Work to be completed: Return only the line that contains "car in the photo above." and each line after it, through the last line of the data below, copied exactly.

Position annotation records:
────
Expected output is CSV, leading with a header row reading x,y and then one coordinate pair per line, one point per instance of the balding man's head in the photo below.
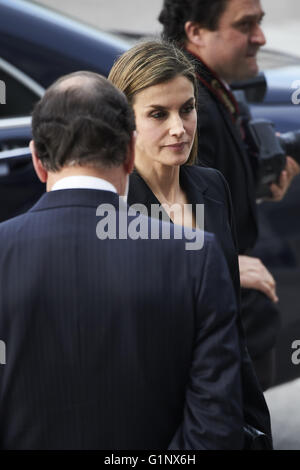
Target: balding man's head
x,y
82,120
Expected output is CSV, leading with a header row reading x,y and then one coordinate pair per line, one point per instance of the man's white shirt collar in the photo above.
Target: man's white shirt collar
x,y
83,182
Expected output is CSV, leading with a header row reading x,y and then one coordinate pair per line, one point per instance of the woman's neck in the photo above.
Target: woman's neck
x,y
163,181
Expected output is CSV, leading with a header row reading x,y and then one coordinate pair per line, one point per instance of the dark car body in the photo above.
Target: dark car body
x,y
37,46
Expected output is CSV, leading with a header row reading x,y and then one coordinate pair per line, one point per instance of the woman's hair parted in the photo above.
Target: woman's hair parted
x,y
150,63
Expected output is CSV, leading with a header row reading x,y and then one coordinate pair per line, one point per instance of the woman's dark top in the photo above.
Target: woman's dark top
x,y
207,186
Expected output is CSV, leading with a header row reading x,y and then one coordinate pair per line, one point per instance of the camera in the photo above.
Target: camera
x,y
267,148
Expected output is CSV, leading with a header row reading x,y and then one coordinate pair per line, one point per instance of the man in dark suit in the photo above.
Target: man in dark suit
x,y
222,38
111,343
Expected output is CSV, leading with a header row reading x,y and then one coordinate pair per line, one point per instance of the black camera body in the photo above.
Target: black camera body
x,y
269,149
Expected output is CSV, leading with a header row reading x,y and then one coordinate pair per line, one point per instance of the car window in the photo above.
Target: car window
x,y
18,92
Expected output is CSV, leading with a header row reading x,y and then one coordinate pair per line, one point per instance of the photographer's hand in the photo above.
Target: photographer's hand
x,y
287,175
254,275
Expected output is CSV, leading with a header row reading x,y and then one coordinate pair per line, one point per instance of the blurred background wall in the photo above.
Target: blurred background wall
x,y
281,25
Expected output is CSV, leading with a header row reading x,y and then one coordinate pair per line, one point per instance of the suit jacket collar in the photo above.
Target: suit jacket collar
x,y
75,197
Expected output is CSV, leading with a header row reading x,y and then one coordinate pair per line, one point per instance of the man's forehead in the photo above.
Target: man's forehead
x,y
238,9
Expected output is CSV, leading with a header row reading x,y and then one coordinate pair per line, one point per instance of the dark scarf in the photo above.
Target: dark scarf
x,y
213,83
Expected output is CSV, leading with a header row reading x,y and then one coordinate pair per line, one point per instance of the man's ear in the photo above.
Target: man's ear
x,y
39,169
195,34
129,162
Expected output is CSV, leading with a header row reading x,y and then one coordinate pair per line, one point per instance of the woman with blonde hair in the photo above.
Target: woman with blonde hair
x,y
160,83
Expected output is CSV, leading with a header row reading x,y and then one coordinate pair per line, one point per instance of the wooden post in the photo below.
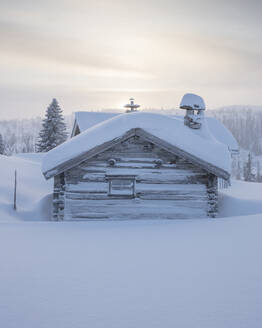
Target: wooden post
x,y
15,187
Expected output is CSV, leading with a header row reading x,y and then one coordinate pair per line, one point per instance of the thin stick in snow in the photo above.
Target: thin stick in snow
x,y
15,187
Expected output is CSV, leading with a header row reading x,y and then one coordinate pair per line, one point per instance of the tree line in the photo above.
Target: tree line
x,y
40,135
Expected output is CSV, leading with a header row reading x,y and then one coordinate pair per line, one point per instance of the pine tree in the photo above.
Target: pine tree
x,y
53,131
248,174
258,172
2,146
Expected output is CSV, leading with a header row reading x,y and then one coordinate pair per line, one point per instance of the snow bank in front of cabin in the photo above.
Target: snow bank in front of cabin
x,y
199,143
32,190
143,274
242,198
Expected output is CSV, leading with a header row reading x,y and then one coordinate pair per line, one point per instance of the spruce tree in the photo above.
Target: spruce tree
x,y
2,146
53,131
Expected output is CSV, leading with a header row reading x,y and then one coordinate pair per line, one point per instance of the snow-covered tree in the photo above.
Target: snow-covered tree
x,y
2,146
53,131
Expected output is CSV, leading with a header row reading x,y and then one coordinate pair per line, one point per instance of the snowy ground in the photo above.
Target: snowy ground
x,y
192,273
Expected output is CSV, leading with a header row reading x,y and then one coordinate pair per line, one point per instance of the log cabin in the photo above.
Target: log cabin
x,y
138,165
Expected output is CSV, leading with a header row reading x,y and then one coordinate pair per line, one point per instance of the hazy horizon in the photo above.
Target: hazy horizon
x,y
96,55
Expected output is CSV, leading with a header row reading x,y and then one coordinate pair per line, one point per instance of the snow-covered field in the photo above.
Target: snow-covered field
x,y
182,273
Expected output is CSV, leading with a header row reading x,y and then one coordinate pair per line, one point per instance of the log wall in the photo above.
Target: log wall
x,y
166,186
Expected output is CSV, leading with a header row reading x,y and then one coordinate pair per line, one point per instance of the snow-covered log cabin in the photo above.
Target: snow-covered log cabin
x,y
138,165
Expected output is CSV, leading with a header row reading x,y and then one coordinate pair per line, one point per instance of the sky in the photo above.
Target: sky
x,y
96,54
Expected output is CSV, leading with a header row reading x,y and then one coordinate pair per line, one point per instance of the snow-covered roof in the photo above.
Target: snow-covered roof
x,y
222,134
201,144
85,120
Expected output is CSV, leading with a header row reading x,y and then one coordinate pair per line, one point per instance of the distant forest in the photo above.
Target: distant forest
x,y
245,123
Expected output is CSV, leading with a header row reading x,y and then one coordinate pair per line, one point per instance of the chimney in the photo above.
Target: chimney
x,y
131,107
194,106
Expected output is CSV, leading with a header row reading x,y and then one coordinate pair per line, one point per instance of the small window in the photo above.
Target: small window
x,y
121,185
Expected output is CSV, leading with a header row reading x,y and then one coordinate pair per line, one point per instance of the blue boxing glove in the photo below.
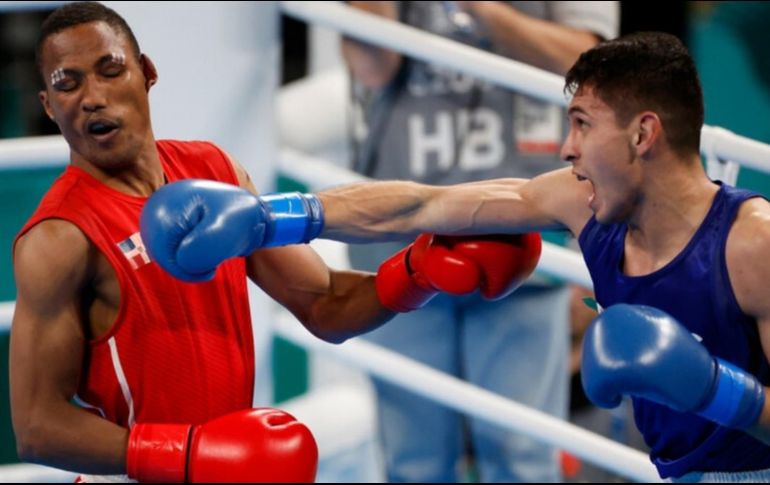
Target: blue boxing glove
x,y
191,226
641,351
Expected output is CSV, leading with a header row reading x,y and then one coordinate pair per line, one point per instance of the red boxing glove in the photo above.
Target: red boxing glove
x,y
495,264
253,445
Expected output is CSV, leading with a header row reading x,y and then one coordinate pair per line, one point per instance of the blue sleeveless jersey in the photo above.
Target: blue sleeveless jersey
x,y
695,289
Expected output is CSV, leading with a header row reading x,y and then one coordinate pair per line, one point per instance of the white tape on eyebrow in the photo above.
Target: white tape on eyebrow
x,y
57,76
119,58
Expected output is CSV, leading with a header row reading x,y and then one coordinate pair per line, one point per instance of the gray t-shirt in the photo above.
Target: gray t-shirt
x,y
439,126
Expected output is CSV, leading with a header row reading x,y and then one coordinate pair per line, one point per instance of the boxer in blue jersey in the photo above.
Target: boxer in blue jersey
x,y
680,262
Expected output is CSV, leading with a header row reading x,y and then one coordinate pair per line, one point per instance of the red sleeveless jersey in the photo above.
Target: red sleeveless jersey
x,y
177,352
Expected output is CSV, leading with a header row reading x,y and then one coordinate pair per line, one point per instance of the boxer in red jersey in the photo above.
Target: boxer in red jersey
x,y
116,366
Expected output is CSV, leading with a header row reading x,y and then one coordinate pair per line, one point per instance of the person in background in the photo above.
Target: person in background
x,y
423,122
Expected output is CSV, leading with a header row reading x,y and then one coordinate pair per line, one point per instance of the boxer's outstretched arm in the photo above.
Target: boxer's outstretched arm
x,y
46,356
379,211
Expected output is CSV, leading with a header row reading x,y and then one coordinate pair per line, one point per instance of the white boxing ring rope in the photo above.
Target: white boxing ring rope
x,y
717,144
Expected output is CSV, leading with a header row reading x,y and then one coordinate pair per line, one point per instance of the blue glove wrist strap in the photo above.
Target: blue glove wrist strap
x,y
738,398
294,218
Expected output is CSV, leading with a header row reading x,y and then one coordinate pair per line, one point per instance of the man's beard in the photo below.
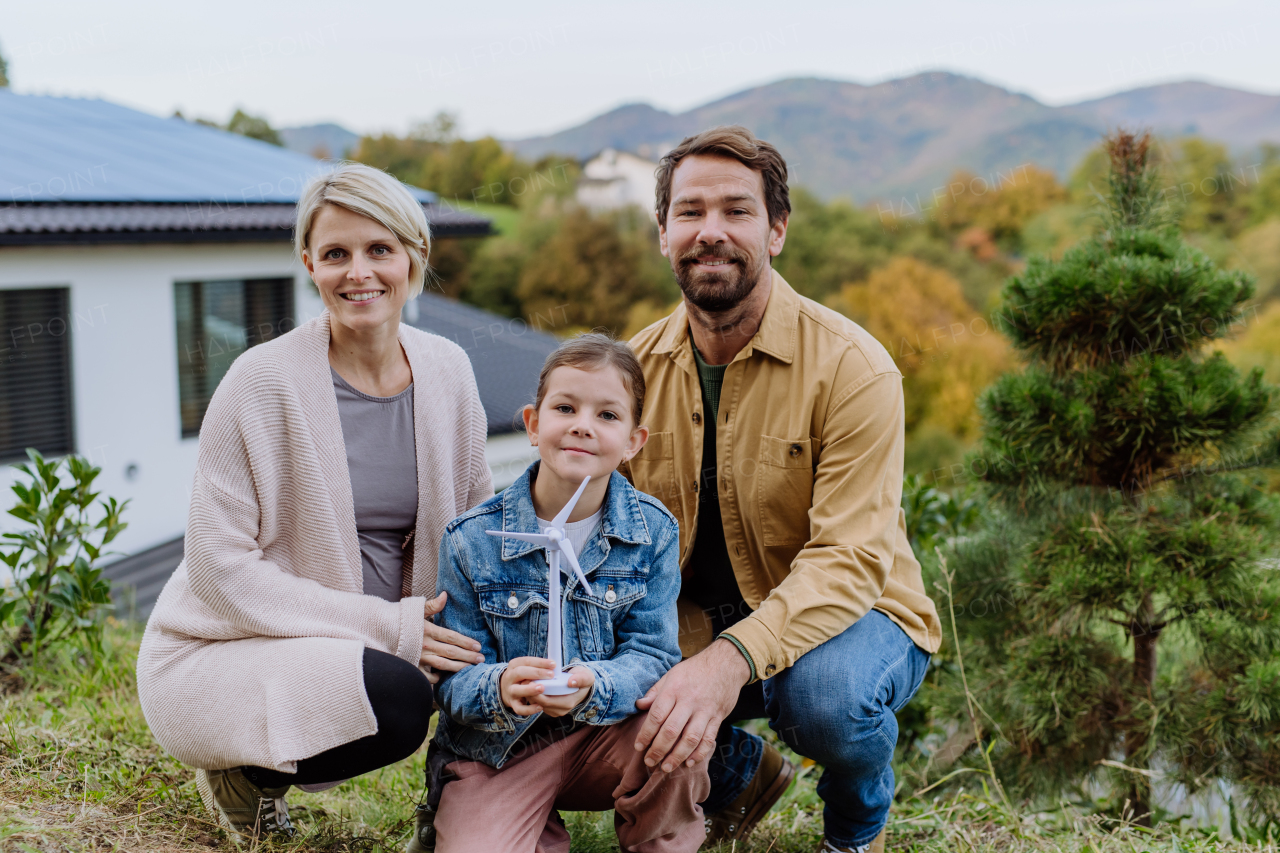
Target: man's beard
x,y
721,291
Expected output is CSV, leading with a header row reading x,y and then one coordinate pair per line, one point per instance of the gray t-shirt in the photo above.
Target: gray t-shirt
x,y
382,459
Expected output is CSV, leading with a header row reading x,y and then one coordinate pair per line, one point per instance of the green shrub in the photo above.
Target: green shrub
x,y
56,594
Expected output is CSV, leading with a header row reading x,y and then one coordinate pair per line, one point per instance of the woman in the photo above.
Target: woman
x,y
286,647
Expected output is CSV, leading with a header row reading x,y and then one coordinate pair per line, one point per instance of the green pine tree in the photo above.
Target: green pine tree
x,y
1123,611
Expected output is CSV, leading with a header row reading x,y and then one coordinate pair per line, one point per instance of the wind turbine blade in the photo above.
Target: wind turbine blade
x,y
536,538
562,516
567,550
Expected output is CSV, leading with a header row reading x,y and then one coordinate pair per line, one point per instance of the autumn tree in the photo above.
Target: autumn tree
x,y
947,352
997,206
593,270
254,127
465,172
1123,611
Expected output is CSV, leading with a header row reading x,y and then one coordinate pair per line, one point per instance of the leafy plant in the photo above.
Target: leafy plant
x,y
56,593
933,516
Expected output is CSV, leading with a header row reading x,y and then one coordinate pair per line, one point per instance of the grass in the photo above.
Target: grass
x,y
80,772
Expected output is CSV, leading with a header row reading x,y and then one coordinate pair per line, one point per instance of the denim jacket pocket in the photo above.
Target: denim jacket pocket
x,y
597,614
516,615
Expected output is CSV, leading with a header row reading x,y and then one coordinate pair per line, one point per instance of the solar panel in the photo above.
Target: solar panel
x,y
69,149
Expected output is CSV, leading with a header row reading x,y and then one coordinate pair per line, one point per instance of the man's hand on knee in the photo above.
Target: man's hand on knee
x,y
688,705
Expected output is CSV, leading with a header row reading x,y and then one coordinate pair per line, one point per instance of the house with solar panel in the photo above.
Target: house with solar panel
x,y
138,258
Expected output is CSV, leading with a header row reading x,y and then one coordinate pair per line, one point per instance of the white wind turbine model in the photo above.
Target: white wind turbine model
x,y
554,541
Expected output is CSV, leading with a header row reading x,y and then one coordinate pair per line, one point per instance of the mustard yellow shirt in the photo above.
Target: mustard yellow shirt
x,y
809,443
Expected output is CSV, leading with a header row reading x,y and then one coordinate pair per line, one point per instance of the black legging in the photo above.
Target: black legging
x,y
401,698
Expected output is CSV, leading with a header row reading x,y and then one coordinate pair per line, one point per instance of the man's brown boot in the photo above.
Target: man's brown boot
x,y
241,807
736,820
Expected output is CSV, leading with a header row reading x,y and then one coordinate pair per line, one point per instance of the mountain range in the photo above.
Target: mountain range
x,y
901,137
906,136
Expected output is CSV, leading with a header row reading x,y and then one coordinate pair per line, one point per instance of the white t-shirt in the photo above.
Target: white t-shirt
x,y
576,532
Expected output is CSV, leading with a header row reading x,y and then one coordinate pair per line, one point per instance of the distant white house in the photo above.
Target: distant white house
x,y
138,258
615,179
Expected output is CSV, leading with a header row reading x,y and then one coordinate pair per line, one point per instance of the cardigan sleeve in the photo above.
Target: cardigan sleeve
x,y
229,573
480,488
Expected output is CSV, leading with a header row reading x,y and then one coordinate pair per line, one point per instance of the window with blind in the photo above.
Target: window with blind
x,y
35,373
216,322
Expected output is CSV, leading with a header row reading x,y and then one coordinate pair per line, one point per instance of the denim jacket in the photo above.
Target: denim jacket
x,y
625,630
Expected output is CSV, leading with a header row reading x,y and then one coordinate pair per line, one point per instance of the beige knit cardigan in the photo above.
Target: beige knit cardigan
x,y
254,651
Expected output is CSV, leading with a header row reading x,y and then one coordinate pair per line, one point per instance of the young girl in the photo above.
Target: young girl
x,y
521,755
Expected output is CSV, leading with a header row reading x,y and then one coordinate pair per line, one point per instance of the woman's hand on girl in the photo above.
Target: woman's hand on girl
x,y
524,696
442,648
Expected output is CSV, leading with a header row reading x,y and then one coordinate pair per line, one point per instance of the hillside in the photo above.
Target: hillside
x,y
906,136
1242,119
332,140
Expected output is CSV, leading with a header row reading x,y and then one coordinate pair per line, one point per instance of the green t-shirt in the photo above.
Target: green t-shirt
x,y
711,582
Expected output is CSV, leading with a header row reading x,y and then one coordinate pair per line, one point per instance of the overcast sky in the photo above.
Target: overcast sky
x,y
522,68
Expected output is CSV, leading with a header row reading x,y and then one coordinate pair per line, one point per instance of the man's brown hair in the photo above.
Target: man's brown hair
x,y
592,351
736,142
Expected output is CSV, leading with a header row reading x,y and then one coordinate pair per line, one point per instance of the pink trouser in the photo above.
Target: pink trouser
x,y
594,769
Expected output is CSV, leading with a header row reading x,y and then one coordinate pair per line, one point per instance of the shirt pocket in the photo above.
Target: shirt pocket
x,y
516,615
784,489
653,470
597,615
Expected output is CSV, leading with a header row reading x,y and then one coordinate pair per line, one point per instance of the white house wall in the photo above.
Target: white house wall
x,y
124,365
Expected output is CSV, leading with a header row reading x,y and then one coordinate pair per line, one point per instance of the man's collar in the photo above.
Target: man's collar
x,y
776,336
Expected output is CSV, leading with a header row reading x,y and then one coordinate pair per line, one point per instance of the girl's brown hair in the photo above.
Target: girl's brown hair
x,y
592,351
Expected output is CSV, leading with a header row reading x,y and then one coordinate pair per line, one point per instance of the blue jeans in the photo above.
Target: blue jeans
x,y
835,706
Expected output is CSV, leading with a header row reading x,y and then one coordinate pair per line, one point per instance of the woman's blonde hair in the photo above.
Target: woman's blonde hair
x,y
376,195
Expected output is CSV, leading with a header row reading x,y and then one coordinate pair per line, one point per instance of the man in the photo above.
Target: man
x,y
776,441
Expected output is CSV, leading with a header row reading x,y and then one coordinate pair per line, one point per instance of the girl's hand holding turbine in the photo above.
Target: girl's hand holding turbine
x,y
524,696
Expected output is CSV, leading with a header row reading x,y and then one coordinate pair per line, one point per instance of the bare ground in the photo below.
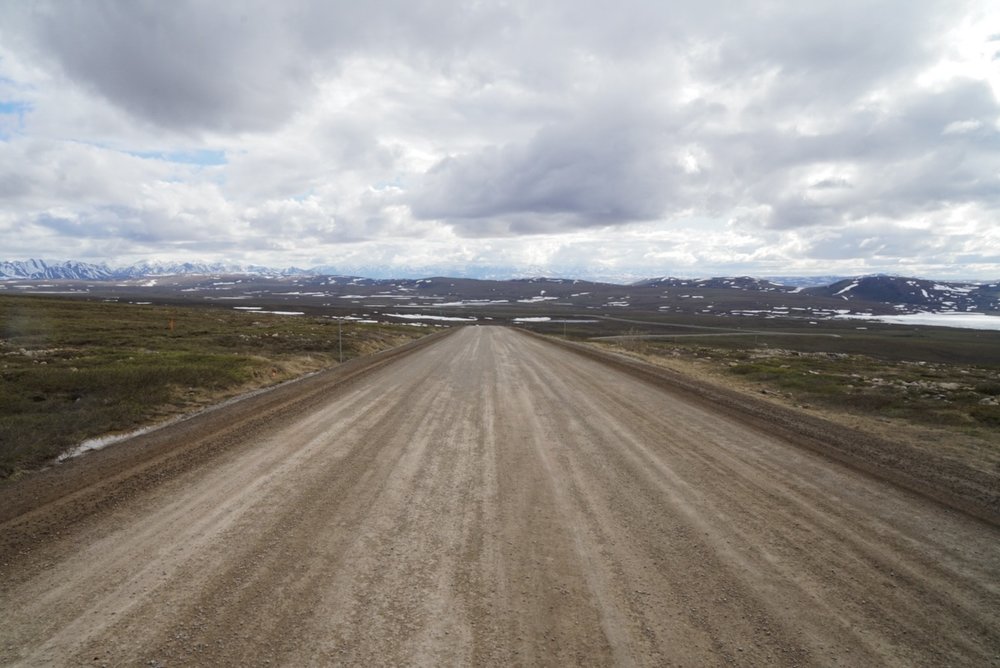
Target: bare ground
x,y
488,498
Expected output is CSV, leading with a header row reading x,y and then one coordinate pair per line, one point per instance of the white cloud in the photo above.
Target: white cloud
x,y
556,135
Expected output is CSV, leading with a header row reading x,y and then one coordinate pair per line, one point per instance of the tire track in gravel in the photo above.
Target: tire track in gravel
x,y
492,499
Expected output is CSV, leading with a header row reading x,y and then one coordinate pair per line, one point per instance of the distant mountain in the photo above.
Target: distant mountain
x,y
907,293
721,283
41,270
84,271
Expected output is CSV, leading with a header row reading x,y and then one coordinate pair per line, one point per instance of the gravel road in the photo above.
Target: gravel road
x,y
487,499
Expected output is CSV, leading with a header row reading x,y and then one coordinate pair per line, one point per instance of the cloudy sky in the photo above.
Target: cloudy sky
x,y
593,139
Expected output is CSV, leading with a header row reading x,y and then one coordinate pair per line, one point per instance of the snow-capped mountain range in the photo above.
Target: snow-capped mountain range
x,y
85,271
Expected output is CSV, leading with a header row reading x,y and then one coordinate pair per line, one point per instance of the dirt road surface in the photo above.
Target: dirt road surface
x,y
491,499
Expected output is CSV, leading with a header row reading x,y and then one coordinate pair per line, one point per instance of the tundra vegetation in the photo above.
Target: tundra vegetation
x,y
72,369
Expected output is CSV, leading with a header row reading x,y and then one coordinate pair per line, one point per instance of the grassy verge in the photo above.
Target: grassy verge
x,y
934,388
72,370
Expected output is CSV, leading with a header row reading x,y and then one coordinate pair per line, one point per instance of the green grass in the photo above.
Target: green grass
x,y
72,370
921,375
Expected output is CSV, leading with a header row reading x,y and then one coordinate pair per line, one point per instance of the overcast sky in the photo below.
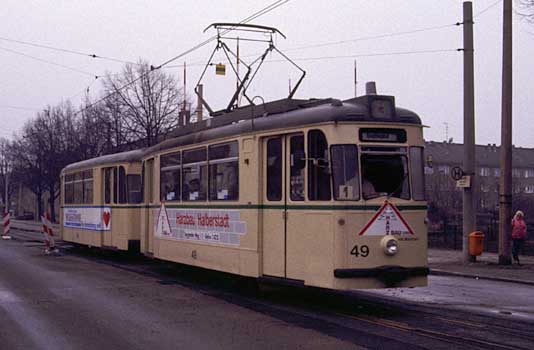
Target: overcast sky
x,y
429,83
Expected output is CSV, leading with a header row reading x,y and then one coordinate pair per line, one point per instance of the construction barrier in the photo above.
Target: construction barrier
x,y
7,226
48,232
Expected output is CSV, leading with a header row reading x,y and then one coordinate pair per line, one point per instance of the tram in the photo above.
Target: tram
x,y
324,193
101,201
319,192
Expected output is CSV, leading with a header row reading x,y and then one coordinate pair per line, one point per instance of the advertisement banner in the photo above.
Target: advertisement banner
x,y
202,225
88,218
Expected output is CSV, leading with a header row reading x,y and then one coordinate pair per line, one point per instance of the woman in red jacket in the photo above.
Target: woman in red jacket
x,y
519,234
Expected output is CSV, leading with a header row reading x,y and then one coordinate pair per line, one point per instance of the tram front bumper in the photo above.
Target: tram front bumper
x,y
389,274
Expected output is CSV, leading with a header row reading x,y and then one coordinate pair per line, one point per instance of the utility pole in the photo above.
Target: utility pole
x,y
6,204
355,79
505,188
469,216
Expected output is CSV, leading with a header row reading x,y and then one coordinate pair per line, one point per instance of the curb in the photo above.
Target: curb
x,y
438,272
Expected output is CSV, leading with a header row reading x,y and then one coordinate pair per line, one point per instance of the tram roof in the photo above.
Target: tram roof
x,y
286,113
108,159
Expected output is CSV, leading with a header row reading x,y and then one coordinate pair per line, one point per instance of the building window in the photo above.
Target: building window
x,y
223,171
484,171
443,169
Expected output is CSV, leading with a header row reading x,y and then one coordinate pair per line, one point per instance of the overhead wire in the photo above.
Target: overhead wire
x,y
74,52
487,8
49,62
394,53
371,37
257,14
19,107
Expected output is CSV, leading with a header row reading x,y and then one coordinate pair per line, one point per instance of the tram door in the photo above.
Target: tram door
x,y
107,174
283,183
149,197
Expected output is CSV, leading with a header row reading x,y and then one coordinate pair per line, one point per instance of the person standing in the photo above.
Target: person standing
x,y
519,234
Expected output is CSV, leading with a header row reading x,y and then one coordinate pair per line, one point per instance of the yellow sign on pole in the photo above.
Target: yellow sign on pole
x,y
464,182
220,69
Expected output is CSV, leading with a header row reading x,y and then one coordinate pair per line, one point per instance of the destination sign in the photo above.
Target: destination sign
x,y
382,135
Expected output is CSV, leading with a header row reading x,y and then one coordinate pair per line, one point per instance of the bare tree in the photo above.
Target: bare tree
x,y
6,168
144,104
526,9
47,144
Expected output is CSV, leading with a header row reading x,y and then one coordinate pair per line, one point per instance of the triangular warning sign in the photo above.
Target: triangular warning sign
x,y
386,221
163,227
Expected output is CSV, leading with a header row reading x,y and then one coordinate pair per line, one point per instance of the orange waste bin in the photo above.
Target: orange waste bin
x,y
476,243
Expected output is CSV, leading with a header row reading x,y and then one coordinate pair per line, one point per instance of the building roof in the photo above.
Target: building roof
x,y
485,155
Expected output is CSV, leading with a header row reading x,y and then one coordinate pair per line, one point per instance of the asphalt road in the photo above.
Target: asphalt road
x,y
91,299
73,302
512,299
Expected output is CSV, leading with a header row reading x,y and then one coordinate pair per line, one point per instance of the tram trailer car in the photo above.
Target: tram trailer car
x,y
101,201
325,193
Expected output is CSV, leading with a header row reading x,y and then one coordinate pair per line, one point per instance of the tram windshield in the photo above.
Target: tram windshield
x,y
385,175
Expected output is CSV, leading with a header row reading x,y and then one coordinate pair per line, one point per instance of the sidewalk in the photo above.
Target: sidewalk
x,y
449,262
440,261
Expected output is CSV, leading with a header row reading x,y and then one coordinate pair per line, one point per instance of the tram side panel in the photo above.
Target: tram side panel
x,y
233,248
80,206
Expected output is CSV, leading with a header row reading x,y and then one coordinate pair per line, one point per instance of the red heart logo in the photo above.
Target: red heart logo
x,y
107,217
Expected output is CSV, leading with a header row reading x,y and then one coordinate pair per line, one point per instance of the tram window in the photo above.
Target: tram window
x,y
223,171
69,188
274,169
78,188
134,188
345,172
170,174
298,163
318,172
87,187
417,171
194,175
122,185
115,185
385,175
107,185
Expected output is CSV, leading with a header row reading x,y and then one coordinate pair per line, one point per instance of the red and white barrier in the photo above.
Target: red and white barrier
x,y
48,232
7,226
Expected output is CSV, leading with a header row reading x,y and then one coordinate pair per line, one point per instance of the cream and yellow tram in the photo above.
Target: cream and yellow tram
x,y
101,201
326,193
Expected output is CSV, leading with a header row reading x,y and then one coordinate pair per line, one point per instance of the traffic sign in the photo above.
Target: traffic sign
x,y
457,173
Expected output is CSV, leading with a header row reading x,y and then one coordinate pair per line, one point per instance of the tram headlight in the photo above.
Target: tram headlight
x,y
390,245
────
Answer in full:
Expected output is CSV, leading with a header row reading x,y and then one coordinate pair per line, one point per instance of the tram trailer car in the photo above.
Target: tram trailer car
x,y
101,201
325,193
Expected output is CSV, leading with a header row reading x,y and then one coordinate pair per line, one point per instance of the tram windshield in the photo above.
Target: tram windshield
x,y
385,175
Expected output is CSV, leading with a header row reading x,y and then one coordinate pair per line, one point per instance of the sidewalk in the photo above.
Target: sidewalk
x,y
449,262
440,261
Expected output is CSV, leading with a header row reading x,y and then one coordinate pair per line, one point per instance of the tram side panel in the photo above.
Target: tram side panel
x,y
233,248
80,206
Expected output is CSV, leading with a header row reading x,y and then one coordinate pair per line, one point per instance of the red heart logo in the photo above.
Target: red heart logo
x,y
107,217
Expected output is CSV, leading with a header row reading x,y and then one coordinate pair per line, one point per instance of the tram window in the photo above.
Target: tram window
x,y
223,171
69,188
274,169
78,188
134,188
345,172
170,174
298,163
318,172
87,187
417,171
194,175
122,185
115,185
385,175
107,185
Expected output is CSV, leading with a header row reading x,y and then one coordinate pair per line, one point per instance of the red and white barrier in the photo above.
Target: red and white barrier
x,y
48,232
7,226
Expected output is CSV, leading with a header row reading x,y and then one coordinate pair per line, one point per instance of the cream and yellow tram in the photo above.
Target: cream and yellow tram
x,y
101,201
326,193
Expected output is CSV, leading with a header row reading x,y and then one coordinate pair per line, one point per instance of the traffic sign in the photo above.
Target: traffic sign
x,y
457,173
Expected output is CSV, leading with a header row reading x,y and then one coordinate pair per line, one point per instance of the tram headlight in the photo above.
Target: tram headlight
x,y
390,245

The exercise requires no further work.